<<<<

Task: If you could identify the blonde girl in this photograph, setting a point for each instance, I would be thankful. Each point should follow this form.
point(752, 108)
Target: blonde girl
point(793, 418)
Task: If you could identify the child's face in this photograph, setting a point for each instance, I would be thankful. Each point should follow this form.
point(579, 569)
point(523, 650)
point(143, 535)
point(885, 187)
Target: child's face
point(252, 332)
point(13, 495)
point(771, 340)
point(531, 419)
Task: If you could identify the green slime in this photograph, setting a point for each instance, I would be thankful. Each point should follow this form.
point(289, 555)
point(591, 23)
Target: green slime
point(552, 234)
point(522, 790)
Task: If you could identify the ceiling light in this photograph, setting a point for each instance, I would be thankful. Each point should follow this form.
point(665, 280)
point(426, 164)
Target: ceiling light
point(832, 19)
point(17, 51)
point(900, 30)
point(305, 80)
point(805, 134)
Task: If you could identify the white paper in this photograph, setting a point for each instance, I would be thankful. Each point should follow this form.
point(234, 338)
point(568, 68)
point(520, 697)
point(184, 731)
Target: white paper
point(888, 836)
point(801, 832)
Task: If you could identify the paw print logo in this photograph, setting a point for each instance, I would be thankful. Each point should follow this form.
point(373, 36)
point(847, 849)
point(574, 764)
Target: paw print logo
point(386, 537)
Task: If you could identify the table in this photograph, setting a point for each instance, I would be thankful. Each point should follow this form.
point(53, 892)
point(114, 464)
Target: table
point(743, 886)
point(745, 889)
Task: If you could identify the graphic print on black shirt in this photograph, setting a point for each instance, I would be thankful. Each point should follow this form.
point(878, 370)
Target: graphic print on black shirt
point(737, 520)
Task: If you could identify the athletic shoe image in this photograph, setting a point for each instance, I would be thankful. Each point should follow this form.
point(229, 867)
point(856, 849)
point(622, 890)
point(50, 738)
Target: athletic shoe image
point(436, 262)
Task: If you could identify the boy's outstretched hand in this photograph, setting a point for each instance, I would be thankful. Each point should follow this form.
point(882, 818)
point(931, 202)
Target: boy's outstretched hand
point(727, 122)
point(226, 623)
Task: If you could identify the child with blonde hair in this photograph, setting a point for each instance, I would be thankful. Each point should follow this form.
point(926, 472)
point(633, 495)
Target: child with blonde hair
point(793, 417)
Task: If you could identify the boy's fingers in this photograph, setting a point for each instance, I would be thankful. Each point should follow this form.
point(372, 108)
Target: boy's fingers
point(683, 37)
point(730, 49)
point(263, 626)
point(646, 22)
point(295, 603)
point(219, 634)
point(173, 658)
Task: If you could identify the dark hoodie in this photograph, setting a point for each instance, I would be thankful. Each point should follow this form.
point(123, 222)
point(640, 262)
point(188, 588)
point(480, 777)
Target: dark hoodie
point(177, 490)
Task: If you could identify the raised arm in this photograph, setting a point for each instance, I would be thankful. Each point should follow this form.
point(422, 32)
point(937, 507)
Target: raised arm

>>>>

Proszę przepisać wszystkie powyższe wiersze, zastępując „ceiling light” przez „lamp”. Pozostała treść ma pozostać bez zmian.

Task: If you could identify the blonde girl in this photograph, setting a point for each instance, I would be thankful. Each point should follow this form.
point(752, 108)
Target: blonde girl
point(793, 418)
Task: If you could identify the child's face in this photograph, setting a point for each instance, I would be thankful. Each point should follow this form.
point(579, 569)
point(523, 650)
point(143, 535)
point(885, 187)
Target: child's face
point(252, 332)
point(13, 495)
point(771, 340)
point(531, 419)
Task: If you could identify the green slime in this photograph, setting a point for each instance, I would be thankful. Each point should follow this form.
point(289, 555)
point(591, 23)
Target: green slime
point(552, 234)
point(522, 790)
Task: If you could identify the lamp in this photograph, setting a point for each instance, I would be thankful. Each point should follow this form.
point(665, 280)
point(426, 164)
Target: lamp
point(832, 19)
point(17, 51)
point(900, 30)
point(305, 80)
point(805, 134)
Task: If you could identify the white paper in this photograph, setting a point for each instance, I would be thankful. Each point should follow this form.
point(234, 338)
point(568, 68)
point(520, 697)
point(184, 731)
Target: white paper
point(888, 836)
point(801, 832)
Task: If you could identify the paw print logo in this photograph, setting a point for each instance, I would be thankful. Each point should follow this form.
point(373, 36)
point(847, 849)
point(574, 764)
Target: paw print logo
point(386, 537)
Task: If you could identify the table in this photograph, setting a point for each instance, I would be thankful. Each point should follow this form.
point(53, 892)
point(114, 464)
Target: table
point(743, 886)
point(745, 889)
Task: If you could identify the graphic print on black shirt in this photograph, setting a point for each instance, I would be thankful. Each point should follow this form.
point(878, 370)
Target: graphic print on black shirt
point(737, 520)
Task: If you could identify the athletic shoe image in this photograph, setting a point for each instance, I would be thankful. Each point should follow this form.
point(229, 867)
point(856, 849)
point(622, 890)
point(50, 738)
Target: athletic shoe image
point(436, 262)
Task: If you could identify the boy's outstretched hand in this photograph, setting a point for each instance, I would be thankful. Each point should follow this form.
point(882, 818)
point(931, 202)
Target: boy's outstretched hand
point(727, 122)
point(226, 623)
Task: If you could identify the child with blonde hair in this photograph, setting a point for each instance, I would be thankful. Each point should follow this form.
point(926, 472)
point(633, 495)
Target: child with blonde hair
point(793, 417)
Task: If you could identify the boy's fingers in this photograph, setting a point for each instance, I would be thankful. Each point should follow this form.
point(372, 108)
Target: boy's fingers
point(683, 37)
point(730, 49)
point(263, 626)
point(646, 22)
point(295, 603)
point(219, 634)
point(173, 658)
Task: If you could identify the dark hoodie in this photograph, setting a point for each instance, I would be thankful. Each point should follow this form.
point(123, 222)
point(640, 262)
point(188, 588)
point(480, 777)
Target: dark hoodie
point(177, 490)
Task: If you could identify the raised arm in this photograph, setting a point for each instance, I would be thankful. Each point should follow this form.
point(422, 32)
point(937, 507)
Target: raised arm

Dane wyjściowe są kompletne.